:: PAGE EXCERPT ::
*-*-*
“This is not ‘Nam. This is bowling. There are rules.” —Walter Sobchak, The Big Lebowski
A hallmark of the Nevada gaming regulation model is a strong emphasis on the suitability of the financial and operational participants. This is done for two primary reasons. The first of these reasons has to do with the reality that if bad people or behaviors are allowed to become associated with the industry, it damages the overall branding of the industry. A second motivation for the emphasis on exploring the backgrounds and past behaviors of the people and institutions becoming involved in the industry is based on the simple notion that if people are lacking in character, honesty and integrity in the past, they are likely to follow that path in the future, and vice versa.
One then sees that a suitability check based on a thorough background investigation serves both a branding function for the industry as well as a predictive modeling tool for the behaviors of the people wanting to enter the industry.
For both reasons, I would guess Apollo Global Management, presently under scrutiny for the Nevada gaming license it needs to be able to acquire the casino assets of the Las Vegas Sands Corp, wishes the book The Caesars Palace Coup, by Max Frumes and Sujeet Indap, had never seen the light of day. Moreover, the added attention the book has brought to the Final Report of Examiner prepared for the bankruptcy court overseeing the Caesars restructuring, authored by the highly respected Richard J. Davis, is probably a document Apollo would prefer the NGCB not appreciate or understand.
There have been several podcasts and interviews recently surrounding the launch of the book featuring many of the different parties to the Caesars fiasco who have placed a less than impressive light on the folks from Apollo. And as an added coup de grâce, the law firm of Paul, Weiss, known to have received many, many millions from its close association with Apollo over the years, appears to have made a very concerted effort to adversely impact the lives of the authors by providing a variety of challenges to encourage them to not bring this book to market.
*-*-*
:: RECORDS SUPPLIED ::
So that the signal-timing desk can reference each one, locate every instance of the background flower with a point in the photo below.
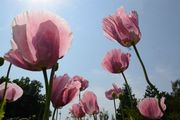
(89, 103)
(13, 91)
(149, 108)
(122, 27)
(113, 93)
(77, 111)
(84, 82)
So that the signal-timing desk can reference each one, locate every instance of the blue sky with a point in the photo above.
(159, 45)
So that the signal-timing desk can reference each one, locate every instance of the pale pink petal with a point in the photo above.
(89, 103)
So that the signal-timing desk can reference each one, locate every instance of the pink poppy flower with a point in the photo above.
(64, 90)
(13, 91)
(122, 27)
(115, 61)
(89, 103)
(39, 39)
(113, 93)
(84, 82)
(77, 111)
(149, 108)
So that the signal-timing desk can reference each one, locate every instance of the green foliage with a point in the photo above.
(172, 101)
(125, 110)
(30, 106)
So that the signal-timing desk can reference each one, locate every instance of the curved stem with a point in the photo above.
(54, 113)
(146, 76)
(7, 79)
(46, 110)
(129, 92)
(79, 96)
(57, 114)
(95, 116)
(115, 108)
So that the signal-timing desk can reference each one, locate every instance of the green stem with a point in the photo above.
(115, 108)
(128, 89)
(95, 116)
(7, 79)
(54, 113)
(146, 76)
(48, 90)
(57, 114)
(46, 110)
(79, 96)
*-*-*
:: TASK LIST ::
- 1) In the gaming regulation article, who wrote the Final Report of Examiner for the bankruptcy court overseeing the Caesars restructuring?
- 2) In the records, swap "signal-timing desk" for "mapping team" from the line with "of the curved" through the end of the records. Return only those lines, otherwise unchanged.

:: WORKED ANSWERS ::
- 1) Richard J. Davis

- 2)
So that the mapping team can reference each one, locate every instance of the curved stem with a point in the photo above.
(54, 113)
(146, 76)
(7, 79)
(46, 110)
(129, 92)
(79, 96)
(57, 114)
(95, 116)
(115, 108)
So that the mapping team can reference each one, locate every instance of the green stem with a point in the photo above.
(115, 108)
(128, 89)
(95, 116)
(7, 79)
(54, 113)
(146, 76)
(48, 90)
(57, 114)
(46, 110)
(79, 96)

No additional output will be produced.